> WHAT YOU SHOULD DO
Gather every line in the items below that contains the word "gray".

> DATASET
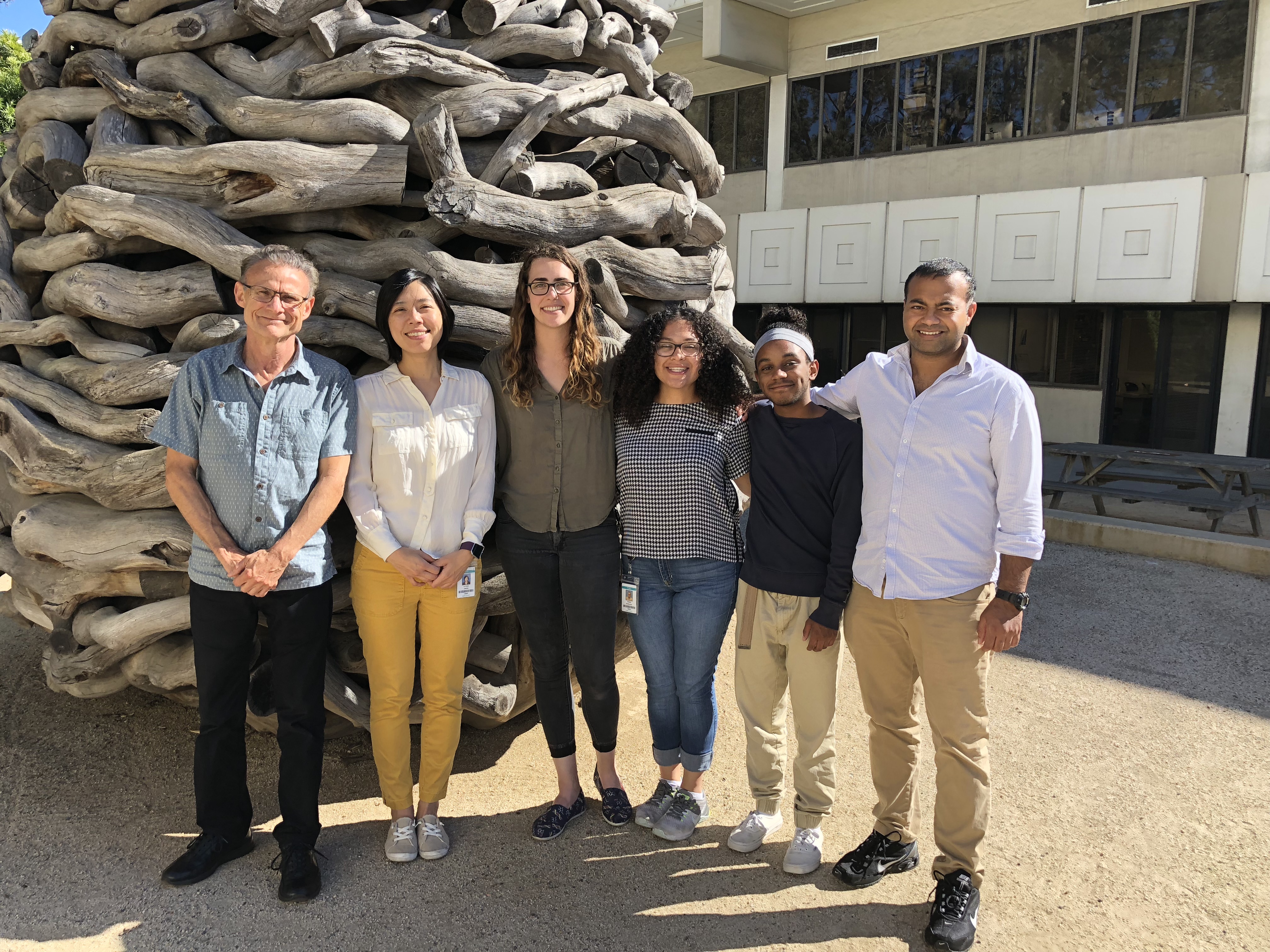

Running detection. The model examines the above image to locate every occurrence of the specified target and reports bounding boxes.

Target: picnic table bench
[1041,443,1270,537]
* * *
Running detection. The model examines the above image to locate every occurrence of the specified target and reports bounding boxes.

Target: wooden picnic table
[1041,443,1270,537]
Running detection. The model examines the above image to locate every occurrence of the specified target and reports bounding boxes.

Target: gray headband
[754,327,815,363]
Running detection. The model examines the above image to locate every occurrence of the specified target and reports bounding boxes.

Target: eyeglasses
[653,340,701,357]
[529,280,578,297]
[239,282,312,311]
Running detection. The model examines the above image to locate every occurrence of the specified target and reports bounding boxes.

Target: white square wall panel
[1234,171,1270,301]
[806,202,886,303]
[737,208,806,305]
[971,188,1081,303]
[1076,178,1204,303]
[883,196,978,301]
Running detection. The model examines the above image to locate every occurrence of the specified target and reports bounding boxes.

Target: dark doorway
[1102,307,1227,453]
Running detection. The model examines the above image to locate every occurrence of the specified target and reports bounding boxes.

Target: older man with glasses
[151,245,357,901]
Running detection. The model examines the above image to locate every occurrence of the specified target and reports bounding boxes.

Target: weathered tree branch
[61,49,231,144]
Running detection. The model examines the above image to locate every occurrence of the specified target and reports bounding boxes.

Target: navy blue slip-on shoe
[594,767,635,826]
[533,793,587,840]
* * *
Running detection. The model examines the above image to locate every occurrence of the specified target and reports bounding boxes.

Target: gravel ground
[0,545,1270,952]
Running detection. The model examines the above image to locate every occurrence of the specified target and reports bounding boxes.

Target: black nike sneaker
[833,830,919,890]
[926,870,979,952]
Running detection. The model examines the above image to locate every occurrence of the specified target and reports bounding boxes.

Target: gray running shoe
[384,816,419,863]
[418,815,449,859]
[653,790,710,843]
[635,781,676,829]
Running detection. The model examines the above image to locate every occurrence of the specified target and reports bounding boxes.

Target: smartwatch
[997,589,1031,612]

> TASK ANSWER
Target: gray headband
Target: gray running shoe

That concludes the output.